DOCUMENT SEGMENT:
When Musk is too depressed to stand up, his executives have to conduct meetings lying down next to him. And when he discovered that Twitter banned the word “turdburger,” he laughed so hard he fell to the floor, wheezing.

Musk likes to play with fire

When forbidden to play with fire as a child, Musk lit a boxful of matches. He once floored his $1 million McLaren sports car, flipping it and flying into the air, risking death for himself and passenger Peter Thiel, 55, another billionaire entrepreneur, who refused to wear a seatbelt. Both survived unscathed. Amber Heard, the actress whose marriage with Johnny Depp sparked lawsuits and whose affair with Musk was also fiery, told Isaacson, “Elon loves fire, and sometimes it burns him.” 

His impulsive actions are sometimes bad for business

After Musk loaned Ukraine communications satellites to help resist Russia’s invasion, the Pentagon offered $145 million to support his effort, but there was backlash on Twitter. So he angrily tweeted, "The hell with it ... we'll just keep funding Ukraine govt for free." When he abruptly unplugged Twitter’s computer servers and sent them from California to Oregon, it destabilized Twitter for two months and caused a meltdown while he was hosting a Twitter Spaces event with Florida Gov. Ron DeSantis.

He has regrets. Or does he?

“My main regret,” Musk told sister-in-law Christiana Musk, “is how often I stab myself in the thigh with a fork, how often I shoot my own feet and stab myself in the eye.” But when Isaacson asked him about regrets, Musk quoted a line from his favorite movie, Gladiator: “Are you not entertained?”

ENTRIES SHOWN:
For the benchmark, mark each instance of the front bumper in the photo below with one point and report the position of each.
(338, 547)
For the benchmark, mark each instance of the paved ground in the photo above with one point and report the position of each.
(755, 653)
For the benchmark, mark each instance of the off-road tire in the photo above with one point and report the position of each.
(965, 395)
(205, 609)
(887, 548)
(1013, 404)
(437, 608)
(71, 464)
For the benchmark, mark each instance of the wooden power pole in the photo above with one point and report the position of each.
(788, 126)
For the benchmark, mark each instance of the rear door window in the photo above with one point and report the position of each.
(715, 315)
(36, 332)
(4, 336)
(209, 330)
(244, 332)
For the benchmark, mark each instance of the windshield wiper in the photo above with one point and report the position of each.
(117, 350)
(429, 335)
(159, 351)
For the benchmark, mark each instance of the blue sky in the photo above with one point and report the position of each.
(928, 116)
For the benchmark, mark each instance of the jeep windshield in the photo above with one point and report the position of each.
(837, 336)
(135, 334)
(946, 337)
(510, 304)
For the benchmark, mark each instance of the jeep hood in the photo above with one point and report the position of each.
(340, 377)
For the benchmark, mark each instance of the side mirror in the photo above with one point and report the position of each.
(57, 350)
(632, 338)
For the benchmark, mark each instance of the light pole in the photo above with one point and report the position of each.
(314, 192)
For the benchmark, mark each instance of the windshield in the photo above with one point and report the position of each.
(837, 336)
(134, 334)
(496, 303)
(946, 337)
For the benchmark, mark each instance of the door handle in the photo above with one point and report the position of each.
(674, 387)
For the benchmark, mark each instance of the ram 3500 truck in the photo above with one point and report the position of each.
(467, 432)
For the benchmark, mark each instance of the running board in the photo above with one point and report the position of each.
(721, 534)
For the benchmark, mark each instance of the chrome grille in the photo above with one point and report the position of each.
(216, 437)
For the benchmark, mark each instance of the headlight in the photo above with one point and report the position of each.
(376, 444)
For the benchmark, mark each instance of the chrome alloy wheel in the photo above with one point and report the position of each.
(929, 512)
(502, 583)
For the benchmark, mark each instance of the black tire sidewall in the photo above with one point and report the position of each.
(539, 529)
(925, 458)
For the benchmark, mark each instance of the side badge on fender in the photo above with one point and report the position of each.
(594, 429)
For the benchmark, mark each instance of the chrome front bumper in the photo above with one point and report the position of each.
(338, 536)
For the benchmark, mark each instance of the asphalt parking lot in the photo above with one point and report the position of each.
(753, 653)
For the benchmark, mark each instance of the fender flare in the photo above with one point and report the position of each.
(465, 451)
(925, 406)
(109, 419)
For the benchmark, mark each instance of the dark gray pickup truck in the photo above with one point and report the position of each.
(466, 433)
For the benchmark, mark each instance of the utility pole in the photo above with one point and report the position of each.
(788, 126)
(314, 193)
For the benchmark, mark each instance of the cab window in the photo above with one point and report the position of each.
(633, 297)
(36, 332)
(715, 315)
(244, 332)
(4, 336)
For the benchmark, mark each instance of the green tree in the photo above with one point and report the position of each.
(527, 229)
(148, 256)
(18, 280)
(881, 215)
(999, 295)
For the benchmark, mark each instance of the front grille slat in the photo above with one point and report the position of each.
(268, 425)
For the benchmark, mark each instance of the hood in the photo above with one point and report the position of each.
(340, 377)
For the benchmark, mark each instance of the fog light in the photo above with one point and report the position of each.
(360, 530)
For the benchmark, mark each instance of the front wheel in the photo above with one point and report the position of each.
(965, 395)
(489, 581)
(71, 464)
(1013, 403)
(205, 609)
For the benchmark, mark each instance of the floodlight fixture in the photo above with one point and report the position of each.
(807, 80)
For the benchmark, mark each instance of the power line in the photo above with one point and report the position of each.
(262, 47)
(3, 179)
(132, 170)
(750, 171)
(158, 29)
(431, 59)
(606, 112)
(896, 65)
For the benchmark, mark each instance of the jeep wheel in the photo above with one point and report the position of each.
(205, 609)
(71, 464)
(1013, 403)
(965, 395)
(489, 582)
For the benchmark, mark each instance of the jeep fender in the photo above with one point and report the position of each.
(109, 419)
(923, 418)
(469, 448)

BRIEF 1:
In the Musk excerpt, how much money did the Pentagon offer to support Musk's satellite effort in Ukraine?
BRIEF 2:
For each statement, say whether it agrees with the Musk excerpt, and quote the words that decide it.
(a) Peter Thiel wore a seatbelt when Musk flipped his McLaren.
(b) Musk sent Twitter's computer servers from California to Oregon.
(c) Christiana Musk is Musk's sister.

TASK RESPONSE 1:
$145 million.

TASK RESPONSE 2:
(a) No: "who refused to wear a seatbelt."
(b) Yes: "sent them from California to Oregon."
(c) No: "sister-in-law Christiana Musk."